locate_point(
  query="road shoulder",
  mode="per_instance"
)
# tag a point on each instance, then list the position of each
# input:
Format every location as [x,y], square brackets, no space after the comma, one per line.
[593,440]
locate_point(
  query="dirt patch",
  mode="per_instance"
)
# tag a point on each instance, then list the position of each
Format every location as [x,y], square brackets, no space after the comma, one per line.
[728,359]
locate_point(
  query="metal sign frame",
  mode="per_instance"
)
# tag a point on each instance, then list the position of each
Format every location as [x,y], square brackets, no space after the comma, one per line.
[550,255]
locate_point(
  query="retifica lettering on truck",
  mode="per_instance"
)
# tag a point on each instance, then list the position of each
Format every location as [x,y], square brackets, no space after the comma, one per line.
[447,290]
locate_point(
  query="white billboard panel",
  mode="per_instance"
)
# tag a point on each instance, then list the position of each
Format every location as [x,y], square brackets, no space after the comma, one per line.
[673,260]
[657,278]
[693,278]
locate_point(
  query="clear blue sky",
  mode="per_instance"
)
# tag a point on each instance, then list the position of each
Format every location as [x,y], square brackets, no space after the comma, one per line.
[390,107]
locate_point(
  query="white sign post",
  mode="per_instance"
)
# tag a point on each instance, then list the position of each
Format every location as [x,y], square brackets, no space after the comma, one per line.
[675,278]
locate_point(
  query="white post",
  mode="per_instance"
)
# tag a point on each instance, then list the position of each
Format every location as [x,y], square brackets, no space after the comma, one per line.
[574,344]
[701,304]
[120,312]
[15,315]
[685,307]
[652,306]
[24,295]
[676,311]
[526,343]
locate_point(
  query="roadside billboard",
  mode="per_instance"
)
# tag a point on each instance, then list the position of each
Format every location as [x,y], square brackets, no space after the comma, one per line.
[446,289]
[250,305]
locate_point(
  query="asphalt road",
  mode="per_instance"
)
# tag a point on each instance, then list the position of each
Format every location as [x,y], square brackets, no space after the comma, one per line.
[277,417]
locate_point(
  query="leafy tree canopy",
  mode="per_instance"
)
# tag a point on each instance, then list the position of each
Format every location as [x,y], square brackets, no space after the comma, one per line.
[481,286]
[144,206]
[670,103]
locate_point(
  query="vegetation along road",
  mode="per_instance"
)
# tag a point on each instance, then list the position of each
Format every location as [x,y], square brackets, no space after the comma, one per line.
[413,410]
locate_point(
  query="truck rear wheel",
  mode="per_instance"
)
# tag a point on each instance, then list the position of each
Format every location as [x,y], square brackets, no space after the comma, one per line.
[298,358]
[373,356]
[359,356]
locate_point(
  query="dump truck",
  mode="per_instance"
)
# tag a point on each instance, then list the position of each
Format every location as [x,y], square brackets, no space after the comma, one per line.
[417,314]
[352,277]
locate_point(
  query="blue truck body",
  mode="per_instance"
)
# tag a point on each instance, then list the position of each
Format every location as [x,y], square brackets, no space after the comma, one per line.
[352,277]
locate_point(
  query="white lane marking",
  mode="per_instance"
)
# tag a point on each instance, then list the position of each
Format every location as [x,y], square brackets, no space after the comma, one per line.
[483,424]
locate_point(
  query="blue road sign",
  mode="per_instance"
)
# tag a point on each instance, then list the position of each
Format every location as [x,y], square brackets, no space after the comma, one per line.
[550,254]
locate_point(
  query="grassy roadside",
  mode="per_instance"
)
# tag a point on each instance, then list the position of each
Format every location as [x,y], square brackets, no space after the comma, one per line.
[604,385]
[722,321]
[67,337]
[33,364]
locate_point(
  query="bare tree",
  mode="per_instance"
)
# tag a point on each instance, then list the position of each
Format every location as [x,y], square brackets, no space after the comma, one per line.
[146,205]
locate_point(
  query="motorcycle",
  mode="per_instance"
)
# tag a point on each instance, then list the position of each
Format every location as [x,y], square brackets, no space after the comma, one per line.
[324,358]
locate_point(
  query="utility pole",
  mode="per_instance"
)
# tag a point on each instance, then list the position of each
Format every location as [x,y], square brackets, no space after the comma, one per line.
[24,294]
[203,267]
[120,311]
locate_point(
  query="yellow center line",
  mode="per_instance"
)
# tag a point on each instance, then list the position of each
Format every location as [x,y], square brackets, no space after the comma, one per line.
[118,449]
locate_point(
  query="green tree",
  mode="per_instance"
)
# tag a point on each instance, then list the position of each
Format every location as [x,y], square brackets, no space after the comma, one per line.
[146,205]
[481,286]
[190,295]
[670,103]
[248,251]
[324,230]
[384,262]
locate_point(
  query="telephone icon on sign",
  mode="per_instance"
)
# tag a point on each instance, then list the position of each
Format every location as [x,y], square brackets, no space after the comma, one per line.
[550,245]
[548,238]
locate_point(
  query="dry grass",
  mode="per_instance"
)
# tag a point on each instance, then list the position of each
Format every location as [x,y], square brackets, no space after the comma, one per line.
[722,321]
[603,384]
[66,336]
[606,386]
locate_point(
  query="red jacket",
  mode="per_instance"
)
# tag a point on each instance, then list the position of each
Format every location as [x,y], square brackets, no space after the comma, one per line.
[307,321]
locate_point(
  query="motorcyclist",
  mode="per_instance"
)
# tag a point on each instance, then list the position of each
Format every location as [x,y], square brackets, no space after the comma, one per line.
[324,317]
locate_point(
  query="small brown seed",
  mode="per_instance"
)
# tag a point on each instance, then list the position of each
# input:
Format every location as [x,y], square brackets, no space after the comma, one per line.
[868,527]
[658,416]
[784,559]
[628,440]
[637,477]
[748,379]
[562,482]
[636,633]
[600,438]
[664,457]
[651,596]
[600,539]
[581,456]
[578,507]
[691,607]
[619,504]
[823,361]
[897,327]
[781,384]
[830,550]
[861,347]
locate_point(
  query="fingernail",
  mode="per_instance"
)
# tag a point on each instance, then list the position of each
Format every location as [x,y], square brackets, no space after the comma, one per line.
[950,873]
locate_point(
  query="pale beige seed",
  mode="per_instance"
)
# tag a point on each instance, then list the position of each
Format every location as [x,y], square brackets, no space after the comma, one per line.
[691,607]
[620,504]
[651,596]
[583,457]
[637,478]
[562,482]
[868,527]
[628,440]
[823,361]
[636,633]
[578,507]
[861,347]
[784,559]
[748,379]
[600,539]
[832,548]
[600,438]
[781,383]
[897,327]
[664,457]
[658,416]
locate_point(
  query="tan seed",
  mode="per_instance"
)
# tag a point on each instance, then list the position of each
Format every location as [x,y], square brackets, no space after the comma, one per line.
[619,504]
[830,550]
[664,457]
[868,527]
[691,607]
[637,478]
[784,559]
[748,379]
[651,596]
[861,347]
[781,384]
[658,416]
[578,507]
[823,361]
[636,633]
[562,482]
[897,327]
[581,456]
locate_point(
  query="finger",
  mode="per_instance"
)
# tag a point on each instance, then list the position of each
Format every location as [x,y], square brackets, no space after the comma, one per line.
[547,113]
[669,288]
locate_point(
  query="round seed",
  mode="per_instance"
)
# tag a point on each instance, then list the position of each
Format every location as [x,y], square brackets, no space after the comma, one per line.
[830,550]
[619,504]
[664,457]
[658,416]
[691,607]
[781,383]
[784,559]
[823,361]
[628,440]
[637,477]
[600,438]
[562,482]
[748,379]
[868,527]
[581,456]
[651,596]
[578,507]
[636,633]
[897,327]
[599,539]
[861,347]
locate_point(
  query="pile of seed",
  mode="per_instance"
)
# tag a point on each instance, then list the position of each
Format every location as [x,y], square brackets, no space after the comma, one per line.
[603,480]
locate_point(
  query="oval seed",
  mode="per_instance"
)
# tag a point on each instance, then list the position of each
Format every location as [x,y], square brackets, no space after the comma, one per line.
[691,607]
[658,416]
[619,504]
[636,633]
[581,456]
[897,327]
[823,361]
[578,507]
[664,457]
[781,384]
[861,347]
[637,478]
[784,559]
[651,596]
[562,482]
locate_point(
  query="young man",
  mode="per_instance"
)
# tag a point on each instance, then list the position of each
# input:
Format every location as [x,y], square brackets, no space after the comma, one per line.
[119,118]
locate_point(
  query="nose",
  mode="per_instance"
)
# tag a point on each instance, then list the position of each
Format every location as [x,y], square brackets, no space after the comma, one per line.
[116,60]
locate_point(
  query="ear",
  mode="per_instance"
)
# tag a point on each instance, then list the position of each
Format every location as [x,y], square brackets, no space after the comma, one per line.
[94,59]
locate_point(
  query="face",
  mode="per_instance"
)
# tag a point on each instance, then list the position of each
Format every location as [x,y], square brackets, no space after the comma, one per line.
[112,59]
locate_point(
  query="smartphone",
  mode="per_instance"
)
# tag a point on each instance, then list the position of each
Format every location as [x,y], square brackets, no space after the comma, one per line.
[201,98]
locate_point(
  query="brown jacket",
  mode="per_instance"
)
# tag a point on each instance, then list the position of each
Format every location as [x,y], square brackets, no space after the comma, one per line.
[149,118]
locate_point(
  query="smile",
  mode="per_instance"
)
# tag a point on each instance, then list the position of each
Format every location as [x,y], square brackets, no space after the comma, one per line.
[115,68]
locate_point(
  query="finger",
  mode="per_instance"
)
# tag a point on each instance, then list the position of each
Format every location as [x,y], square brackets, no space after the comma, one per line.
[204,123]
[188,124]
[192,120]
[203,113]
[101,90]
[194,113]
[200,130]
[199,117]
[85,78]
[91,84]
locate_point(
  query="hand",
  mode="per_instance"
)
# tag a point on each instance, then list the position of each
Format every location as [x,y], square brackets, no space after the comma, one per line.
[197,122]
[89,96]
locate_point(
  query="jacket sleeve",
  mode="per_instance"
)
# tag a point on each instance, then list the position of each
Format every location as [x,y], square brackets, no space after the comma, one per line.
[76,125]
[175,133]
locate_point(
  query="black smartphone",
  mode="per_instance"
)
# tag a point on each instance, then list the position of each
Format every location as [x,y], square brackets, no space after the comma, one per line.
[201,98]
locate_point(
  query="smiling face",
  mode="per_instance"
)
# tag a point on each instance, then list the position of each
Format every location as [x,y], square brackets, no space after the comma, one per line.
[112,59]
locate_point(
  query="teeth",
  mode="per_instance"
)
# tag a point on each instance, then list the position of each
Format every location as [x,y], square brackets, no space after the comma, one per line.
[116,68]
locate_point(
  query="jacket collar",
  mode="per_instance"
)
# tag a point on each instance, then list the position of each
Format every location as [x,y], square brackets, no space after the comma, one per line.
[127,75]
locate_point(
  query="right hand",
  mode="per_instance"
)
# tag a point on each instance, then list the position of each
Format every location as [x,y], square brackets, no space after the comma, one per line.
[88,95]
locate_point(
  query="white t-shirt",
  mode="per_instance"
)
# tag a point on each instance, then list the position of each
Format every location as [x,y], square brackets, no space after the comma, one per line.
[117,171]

········

Problem to solve: Only the lines of the data holding the string "blue" are wanted; copy each of them.

Result of this exercise:
  query="clear blue sky",
  query="blue truck body",
  query="blue road sign",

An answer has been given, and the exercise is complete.